Selected text
"""
The house is consuming fewer vegetables
and more Russian novels every day. The house is
on the shelf beside a matching book collection
with blue leather and gold embossed lettering.
It’s been hollowed out to hide a gun.”
– an excerpt from “The House That Is Not a House”
Other People’s Comfort Keeps Me Up at Night
Morgan Parker
Switchback Books, 2015
In Parker’s debut poetry collection, she uses stream-of-consciousness writing to create a non-linear portrait of her experience as a black woman in America. While some verses appear scattered and nonsensical, closer examination leaves the reader stunned; each word fits perfectly into the poem and not a single breath is wasted.
“Dreams are sex and towers.
Freshly cut grass nowhere except brain tunnels.
In the morning you roll over and tell me
there is something to be said
about the last one in the pool, unassuming DJ names,
and folks with imprints on diner stools.
These are all of my personas. You love
broken skin the way I want to punch liars in the face.”
– an excerpt from “Poem Made of Chewed-Up Nicorette from the Garbage in Front of Kate Hudson’s House”
PROSE
In Cold Blood
Truman Capote
Random House, 1966
Funnily enough, I first read this book because of a middle-school book report assignment for which we were supposed to read a novel by a “great American author.” I chose Capote, and was immediately captivated by the true story of the gruesome murder of the Clutter family in Holcomb, Kansas. Something about the way Capote depicts nuanced, multifaceted individuals has always stuck with me. In Cold Blood is an investigative journalism piece turned novel, and, in this case, fact is much more horrifying than fiction.
“Dick stripped to his briefs was not quite the same as Dick fully clothed. In the latter state, he seemed a flimsy dingy-blond youth of medium height, fleshless and perhaps sunken-chested; disrobing revealed that he was nothing of the sort, but, rather, an athlete constructed on a welterweight scale. The tattooed face of a cat, blue and grinning, covered his right hand; on one shoulder a blue rose blossomed. More markings, self-designed and self-executed, ornamented his arms and torso: the head of a dragon with a human skull between its open jaws; bosomy nudes; a gremlin brandishing a pitchfork;”
The Buddha of Suburbia
Hanif Kureishi
Faber and Faber, 1990
The Isabel that read this novel for the first time was shocked by the candor with which Kureishi discusses sexuality, racism, and family ties. And although I have matured, I am still taken aback by one thing: Kureishi’s ability to bring the issues and characters that inhabit the story to life. The story centers around a half-Indian, half-White boy’s journey to self-discovery; it becomes a kind of nontraditional depiction of the traditional coming-of-age.
"""
Task item A
Translate this sentence from the reading list into Spanish: "In Cold Blood is an investigative journalism piece turned novel, and, in this case, fact is much more horrifying than fiction."
Task item B
Extend the reading list past its last sentence.
None of the listing is needed for the work here.

Referring expression data:
"""
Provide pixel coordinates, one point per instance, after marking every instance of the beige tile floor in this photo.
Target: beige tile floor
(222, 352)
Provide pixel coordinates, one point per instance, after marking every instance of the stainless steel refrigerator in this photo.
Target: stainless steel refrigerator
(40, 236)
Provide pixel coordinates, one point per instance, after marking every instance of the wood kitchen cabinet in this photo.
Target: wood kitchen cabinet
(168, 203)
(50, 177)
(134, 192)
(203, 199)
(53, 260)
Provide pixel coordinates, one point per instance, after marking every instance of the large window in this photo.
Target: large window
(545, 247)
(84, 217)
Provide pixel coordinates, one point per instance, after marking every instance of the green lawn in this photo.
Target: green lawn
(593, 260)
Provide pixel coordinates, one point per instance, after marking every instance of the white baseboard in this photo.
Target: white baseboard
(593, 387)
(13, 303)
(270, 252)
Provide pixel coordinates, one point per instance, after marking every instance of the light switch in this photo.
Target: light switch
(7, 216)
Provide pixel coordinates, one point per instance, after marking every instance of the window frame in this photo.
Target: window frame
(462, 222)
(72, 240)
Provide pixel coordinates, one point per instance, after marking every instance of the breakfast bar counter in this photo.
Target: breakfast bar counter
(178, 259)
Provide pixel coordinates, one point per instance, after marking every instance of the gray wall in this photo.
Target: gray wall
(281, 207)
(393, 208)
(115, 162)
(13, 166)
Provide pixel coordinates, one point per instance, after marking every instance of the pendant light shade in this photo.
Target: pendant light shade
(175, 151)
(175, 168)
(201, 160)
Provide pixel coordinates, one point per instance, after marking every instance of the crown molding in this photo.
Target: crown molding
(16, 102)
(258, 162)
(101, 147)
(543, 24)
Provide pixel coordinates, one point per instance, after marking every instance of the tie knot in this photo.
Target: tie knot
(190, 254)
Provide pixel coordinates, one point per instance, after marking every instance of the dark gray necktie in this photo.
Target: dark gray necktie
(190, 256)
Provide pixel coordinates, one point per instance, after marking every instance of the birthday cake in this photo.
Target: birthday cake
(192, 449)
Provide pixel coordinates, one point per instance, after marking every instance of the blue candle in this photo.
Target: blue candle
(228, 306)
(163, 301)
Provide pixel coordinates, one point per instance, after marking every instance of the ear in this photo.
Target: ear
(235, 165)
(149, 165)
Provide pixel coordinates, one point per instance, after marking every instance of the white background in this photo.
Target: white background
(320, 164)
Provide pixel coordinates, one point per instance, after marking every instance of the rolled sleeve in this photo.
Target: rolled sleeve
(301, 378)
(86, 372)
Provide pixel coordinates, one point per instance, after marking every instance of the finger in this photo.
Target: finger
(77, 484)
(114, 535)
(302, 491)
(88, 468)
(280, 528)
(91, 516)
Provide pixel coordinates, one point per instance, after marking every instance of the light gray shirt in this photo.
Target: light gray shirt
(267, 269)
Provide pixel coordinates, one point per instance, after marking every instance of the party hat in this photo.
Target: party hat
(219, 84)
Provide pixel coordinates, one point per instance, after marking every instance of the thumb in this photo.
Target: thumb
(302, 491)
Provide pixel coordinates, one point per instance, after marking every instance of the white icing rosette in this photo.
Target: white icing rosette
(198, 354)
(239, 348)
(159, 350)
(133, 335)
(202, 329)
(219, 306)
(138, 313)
"""
Written answer A
A sangre fría es una obra de periodismo de investigación convertida en novela y, en este caso, la realidad es mucho más espantosa que la ficción.

Written answer B
“It was all trains and shitting sons, and the bursting of frozen pipes in January, and the lighting of coal fires at seven in the morning: the organization of love into suburban family life in a two-up-two-down semi-detached in South London.”
Black Hole
Charles Burns
Pantheon Books, 2005
This book diverges from the others on this list because it’s actually a graphic novel. And however well the story stands alone, with the illustrations, it’s a masterpiece. The premise of the piece is that a town is being ravaged by a mysterious sexually transmitted disease that transforms the afflicted into permanently disfigured and emotionally changed individuals. They become societal outcasts that live in the forests on the outskirts of their town. In Black Hole, Burns perfectly captures the emotions of first love and loss, not only of aforementioned love, but of everything one knows to be true.
“Shit! Shit! SHIT! This is the part that I can’t take. I’ve been carrying around this photo for months… and it doesn’t help. I mean, it doesn’t even look like you. I need you so bad, I want you out here with me just one more time… but I know that’s never going to happen. I know you’re gone forever… and the bad part, the part that I can’t take is I’m starting to forget. I used to know every inch of your body… your profile, the smell of your skin… and now it’s starting to fade. I don’t want to forget you. I don’t want to get old and stupid and… I’ll remember the time we were out here together… when we were young and you were mine. I’ll remember. I promise.”